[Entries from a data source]
=======
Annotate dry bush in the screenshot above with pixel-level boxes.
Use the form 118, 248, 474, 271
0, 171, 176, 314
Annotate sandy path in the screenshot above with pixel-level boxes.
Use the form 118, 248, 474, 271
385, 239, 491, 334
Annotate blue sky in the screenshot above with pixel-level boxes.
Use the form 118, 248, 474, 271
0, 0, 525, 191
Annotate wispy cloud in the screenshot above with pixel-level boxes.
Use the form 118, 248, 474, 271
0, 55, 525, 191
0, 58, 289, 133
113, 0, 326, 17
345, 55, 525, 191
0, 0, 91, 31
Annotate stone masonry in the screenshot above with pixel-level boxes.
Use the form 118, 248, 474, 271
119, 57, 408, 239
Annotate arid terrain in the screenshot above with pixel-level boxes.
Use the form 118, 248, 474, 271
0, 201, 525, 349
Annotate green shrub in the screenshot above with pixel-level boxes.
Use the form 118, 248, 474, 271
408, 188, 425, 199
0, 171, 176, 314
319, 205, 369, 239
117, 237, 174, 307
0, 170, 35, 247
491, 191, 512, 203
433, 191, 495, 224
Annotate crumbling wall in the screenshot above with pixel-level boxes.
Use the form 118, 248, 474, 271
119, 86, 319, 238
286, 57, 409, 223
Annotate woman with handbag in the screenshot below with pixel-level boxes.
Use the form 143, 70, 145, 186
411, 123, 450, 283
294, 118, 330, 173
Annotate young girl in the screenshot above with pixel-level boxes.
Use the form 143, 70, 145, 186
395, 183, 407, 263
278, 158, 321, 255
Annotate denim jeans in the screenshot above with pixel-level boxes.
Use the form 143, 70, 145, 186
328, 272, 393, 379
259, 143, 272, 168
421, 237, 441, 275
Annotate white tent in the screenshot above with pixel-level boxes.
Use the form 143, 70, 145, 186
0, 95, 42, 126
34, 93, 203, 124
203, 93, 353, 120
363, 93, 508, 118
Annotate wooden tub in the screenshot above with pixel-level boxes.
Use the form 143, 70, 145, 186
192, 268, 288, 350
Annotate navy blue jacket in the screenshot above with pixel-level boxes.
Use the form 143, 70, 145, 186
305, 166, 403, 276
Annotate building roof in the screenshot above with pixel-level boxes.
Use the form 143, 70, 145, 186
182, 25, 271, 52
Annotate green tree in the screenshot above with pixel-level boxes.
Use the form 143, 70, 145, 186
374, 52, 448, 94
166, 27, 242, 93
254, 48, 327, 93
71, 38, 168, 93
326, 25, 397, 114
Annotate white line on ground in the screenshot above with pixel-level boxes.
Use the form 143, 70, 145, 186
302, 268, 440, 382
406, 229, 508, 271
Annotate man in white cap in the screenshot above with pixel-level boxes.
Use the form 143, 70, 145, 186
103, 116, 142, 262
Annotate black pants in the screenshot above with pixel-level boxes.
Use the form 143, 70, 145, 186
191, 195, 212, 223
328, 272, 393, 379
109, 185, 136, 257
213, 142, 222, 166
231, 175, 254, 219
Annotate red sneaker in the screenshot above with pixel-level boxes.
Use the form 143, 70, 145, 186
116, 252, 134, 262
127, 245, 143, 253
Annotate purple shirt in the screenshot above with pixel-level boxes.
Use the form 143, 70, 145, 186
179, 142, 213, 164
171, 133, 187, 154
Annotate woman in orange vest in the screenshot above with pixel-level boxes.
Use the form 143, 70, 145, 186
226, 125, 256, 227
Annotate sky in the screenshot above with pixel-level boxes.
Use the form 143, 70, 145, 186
=======
--- GOAL ---
Reproduce the listing above word for word, starting at the line that contains "Annotate woman in" and ending with the listing's final line.

--- TASK SOLUTION ---
Annotate woman in orange vest in the screenshot above with pixel-level boxes.
Use the form 143, 70, 145, 186
226, 125, 256, 227
Annotate sky in the screenshot above with pixel-level boxes.
Use the form 143, 70, 145, 186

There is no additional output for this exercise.